Brano selezionato
Come si deve porre un Direttore in questa situazione?
Diventa ora più che mai fondamentale concentrarsi sullo sviluppo del pubblico (audience development). Questo significa ad esempio creare eventi attrattivi e attivare campagne di sensibilizzazione sull’importanza che può rivestire la musica sul nostro benessere fisico ed emotivo, sulla nostra percezione del mondo e sul modo in cui viviamo in società.
Il Direttore ha la responsabilità di definire un progetto formativo per il suo gruppo: un programma con obiettivi a breve, medio e lungo termine che prevedano una progressiva crescita artistica dell’ensemble, ma oserei dire anche del Direttore. Al contempo si rende sempre più necessario definire anche un percorso di formazione del proprio pubblico, con eventi mirati (ad esempio lezioni concerto) e programmi musicali ragionati. Basta con i concerti saggio o programmi arlecchino! È responsabilità anche del Direttore fare in modo che il concerto non sia solo un momento di intrattenimento ma possa diventare una vera e propria esperienza musicale coinvolgente. Un suggerimento? Giochiamo con lo spazio, con la multimedialità, con la teatralità, con progetti e programmi via via più sperimentali ma non troppo distanti dall’orecchio del pubblico, così che la formazione di questo avvenga in modo progressivo e accompagnato.
Un Direttore con formazione ed esperienze diversificate (dalla direzione del canto gregoriano a quella del musical passando per ensemble vocali e strumentali) avrà sicuramente più facilità nel concepire programmi accattivanti, sia per i cantori/strumentisti che per il pubblico: curiosità e continua voglia di mettersi in gioco possono fare la differenza.
Al giorno d’oggi diventa poi sempre più importante creare e maturare relazioni ed esperienze internazionali: sono occasioni motivanti e di grande crescita sia per il gruppo che per il Direttore; grazie alle nuove tecnologie si può partire da poco (un incontro su Skype/Zoom con un compositore oltralpe o un virtual choir internazionale) per passare poi a scambi, tournée e partecipazioni a concorsi. L’importante è partire: le distanze si stanno sempre più accorciando per cui non abbiamo più scuse.
Riassumendo: al Direttore viene richiesto di essere un eccelso musicista, un leader, un efficace comunicatore, un coach, uno psicologo, un risolutore di conflitti, un regista e/o coreografo e, in mancanza di un direttivo preparato, aggiungerei anche un event planner, un esperto di marketing e comunicazione digitale, un conoscitore della legislazione dello spettacolo e della normativa fiscale. Insomma, una vita in formazione continua. E qui nasce una domanda: dove formarsi? Dove reperire e come discernere le informazioni? L’accesso alla conoscenza è diventato sempre più diretto, a portata di mano, ma al contempo questa semplificazione ha anche incrementato la difficoltà di individuare materiale di valore.

Righe del dataset:
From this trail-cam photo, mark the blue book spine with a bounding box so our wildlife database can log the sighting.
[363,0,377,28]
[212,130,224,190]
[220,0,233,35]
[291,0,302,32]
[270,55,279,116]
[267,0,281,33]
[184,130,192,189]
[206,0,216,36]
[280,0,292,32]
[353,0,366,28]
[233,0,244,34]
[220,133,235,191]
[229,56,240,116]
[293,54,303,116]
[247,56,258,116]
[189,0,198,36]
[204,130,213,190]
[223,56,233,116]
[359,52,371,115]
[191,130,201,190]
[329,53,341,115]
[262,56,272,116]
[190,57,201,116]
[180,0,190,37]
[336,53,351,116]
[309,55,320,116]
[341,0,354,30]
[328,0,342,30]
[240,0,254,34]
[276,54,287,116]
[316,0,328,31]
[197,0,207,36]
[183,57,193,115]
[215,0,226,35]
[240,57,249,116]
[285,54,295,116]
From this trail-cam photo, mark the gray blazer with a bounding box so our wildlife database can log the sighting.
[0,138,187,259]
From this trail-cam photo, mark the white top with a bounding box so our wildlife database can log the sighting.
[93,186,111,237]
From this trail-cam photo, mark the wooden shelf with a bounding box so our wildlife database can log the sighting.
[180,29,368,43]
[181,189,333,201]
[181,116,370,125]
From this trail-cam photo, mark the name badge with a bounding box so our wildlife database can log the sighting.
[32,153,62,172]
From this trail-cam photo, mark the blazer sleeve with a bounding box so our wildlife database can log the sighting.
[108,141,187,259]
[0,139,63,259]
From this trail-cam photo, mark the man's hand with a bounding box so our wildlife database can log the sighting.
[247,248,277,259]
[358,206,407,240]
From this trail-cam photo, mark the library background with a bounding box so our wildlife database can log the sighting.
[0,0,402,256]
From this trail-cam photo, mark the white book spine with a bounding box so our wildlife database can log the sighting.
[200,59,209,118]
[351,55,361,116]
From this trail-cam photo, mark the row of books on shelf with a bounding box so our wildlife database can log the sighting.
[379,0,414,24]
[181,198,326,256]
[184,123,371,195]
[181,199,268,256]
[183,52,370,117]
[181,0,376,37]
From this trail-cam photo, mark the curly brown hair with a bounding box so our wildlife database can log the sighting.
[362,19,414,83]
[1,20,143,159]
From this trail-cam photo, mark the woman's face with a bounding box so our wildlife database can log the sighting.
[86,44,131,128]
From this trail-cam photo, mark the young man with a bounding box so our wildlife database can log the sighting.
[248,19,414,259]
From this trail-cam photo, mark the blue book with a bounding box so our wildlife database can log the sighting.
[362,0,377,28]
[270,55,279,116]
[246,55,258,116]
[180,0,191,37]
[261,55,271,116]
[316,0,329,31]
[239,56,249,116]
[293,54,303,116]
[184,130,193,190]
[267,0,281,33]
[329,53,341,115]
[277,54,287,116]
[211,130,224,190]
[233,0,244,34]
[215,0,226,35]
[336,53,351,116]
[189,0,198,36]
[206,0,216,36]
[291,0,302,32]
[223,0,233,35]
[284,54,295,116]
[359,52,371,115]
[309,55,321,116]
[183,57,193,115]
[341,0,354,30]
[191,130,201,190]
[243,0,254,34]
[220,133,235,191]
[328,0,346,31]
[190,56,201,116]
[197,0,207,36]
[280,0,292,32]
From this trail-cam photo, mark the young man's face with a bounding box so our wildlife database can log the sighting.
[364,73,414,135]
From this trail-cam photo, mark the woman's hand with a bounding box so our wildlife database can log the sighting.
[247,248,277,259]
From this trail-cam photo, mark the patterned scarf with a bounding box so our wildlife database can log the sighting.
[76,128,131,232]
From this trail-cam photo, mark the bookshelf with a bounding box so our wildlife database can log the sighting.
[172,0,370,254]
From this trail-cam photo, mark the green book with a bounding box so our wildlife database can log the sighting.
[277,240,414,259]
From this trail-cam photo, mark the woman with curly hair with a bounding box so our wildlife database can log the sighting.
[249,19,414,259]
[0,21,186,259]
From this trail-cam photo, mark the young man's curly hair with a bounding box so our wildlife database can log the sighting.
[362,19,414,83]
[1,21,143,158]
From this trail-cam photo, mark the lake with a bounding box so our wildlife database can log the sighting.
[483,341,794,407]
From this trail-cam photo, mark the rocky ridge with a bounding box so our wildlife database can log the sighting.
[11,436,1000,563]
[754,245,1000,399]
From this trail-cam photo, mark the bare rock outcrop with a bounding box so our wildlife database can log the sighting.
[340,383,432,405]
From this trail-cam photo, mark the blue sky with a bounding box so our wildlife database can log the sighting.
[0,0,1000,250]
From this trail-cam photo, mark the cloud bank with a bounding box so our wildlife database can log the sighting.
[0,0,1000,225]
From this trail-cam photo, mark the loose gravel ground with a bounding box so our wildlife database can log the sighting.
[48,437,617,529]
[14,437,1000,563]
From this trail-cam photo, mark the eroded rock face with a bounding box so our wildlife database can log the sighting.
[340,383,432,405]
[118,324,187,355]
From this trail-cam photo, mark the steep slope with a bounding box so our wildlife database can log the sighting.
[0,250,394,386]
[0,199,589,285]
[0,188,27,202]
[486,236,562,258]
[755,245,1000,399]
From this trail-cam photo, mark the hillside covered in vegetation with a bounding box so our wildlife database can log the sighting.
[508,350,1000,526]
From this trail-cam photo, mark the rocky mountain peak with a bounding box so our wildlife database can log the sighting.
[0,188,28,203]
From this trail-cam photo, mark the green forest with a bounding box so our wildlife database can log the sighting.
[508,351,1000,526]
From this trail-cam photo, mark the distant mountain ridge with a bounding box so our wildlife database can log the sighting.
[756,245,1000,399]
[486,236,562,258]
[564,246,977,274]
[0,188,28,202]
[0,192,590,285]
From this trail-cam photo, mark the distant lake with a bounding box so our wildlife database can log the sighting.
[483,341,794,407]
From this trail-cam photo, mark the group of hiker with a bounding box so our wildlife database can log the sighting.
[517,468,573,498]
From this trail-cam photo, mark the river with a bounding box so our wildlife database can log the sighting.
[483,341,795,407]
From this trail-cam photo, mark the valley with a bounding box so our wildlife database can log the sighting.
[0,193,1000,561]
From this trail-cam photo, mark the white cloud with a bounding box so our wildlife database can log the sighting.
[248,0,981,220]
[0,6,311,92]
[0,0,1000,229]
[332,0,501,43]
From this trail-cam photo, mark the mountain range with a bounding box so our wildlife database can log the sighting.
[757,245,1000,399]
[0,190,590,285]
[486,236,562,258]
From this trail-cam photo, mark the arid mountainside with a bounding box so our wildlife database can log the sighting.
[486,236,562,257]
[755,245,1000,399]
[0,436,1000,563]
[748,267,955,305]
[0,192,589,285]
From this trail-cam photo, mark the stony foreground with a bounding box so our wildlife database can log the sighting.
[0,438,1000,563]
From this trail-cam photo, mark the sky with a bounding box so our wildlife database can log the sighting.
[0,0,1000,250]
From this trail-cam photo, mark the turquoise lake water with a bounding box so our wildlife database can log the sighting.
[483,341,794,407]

...

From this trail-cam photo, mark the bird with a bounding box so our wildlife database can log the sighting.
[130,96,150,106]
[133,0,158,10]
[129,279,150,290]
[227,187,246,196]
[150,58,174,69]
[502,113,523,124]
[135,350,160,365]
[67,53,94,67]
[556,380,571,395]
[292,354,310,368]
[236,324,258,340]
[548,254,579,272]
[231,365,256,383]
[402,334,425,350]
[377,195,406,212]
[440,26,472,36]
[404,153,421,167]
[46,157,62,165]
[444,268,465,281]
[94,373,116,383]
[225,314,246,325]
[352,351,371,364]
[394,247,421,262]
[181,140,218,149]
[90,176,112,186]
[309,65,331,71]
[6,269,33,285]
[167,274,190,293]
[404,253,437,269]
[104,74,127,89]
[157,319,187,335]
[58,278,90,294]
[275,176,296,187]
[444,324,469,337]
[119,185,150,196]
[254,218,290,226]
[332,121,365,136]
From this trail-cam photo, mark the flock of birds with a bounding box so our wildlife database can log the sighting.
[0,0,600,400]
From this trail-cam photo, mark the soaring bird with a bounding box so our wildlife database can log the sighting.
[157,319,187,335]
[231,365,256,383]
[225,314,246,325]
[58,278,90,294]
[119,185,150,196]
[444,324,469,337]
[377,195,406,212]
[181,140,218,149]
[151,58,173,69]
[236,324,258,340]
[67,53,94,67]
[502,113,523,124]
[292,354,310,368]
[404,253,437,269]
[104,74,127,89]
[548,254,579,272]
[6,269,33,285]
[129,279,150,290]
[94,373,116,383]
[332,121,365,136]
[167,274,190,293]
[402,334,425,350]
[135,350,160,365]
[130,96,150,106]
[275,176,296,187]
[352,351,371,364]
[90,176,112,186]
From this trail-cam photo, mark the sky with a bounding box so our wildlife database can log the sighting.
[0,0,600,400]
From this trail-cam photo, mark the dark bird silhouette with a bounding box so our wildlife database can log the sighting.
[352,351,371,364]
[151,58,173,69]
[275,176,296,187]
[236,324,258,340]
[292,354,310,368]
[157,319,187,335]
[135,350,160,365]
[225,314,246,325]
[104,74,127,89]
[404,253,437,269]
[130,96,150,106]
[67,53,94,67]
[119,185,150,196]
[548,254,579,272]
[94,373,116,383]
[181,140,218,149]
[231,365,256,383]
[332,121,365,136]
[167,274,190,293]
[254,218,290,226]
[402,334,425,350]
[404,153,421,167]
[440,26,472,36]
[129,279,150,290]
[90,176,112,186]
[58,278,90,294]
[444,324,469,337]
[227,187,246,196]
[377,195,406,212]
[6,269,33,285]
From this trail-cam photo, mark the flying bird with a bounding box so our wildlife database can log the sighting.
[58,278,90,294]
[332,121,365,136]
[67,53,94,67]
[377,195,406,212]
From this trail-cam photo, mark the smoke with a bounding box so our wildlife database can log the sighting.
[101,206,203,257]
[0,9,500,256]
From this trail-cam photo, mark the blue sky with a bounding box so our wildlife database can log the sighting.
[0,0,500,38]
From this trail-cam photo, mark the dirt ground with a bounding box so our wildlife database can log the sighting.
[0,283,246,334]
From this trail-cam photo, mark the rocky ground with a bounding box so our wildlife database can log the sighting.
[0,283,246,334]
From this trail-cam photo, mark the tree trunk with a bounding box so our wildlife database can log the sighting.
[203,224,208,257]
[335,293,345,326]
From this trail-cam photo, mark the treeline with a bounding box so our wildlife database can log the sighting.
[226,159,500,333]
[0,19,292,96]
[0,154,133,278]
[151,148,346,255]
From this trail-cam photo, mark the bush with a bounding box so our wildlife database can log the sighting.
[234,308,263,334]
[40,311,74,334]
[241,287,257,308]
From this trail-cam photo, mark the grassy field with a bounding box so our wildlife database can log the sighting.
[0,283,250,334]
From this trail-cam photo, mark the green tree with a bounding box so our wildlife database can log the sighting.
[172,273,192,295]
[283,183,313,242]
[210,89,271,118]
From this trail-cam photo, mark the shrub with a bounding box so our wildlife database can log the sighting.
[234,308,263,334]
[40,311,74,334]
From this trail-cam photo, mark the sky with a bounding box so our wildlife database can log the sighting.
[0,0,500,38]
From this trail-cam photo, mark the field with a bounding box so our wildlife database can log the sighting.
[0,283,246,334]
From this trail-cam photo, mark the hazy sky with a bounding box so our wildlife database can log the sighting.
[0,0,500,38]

Compito assegnato 1
Riporta tali e quali le righe del dataset che vanno da quella contenente "From this trail-cam photo, mark the tree trunk" a quella contenente "[151,148,346,255]", entrambe incluse.
Compito assegnato 2
Per favore, prosegui il brano sul ruolo del Direttore dal punto in cui si ferma.

Risposta all'esercizio 1
From this trail-cam photo, mark the tree trunk with a bounding box so our wildlife database can log the sighting.
[203,224,208,257]
[335,293,345,326]
From this trail-cam photo, mark the treeline with a bounding box so our wildlife database can log the sighting.
[226,159,500,333]
[0,19,292,96]
[0,154,133,278]
[151,148,346,255]

Risposta all'esercizio 2
I Conservatori il più delle volte preparano il musicista, ma non il professionista che, lasciate le accoglienti mura del Conservatorio, si troverà ad affrontare uno spietato mondo del lavoro (un mondo che, oltretutto, non riconosce quella del “musicista” come una professione).
Per questo è importante non muoversi da soli ma fare rete tra Direttori, sia a livello nazionale (così come sta facendo l’ANDCI) che a livello internazionale, lavorando in modo etico e virtuoso.
Questa rivista può diventare un mezzo prezioso per condividere la conoscenza di ciascuno di noi, uno spunto per conoscere gli interessi e gli ambiti di studio di ogni socio membro che potrà poi eventualmente essere sviluppato nelle assemblee nazionali in presenza.
La rubrica miscellanea ha, per sua natura, il compito di affrontare differenti tematiche. Ci sarà modo di approfondire gli argomenti accennati in questo articolo, ma tratterremo anche di musica e relazioni umane, progetti sociali e interculturali, musica e parola, identità del cantore, consigli di letture e ascolti e molto altro ancora.
Dalla condivisione delle esperienze di ciascuno di noi possono nascere collaborazioni, ispirazioni per nuovi progetti, confronti e dibattiti, curiosità di approfondire settori inesplorati… tutte ottime opportunità di crescita personale e, di riflesso, dei gruppi che dirigiamo.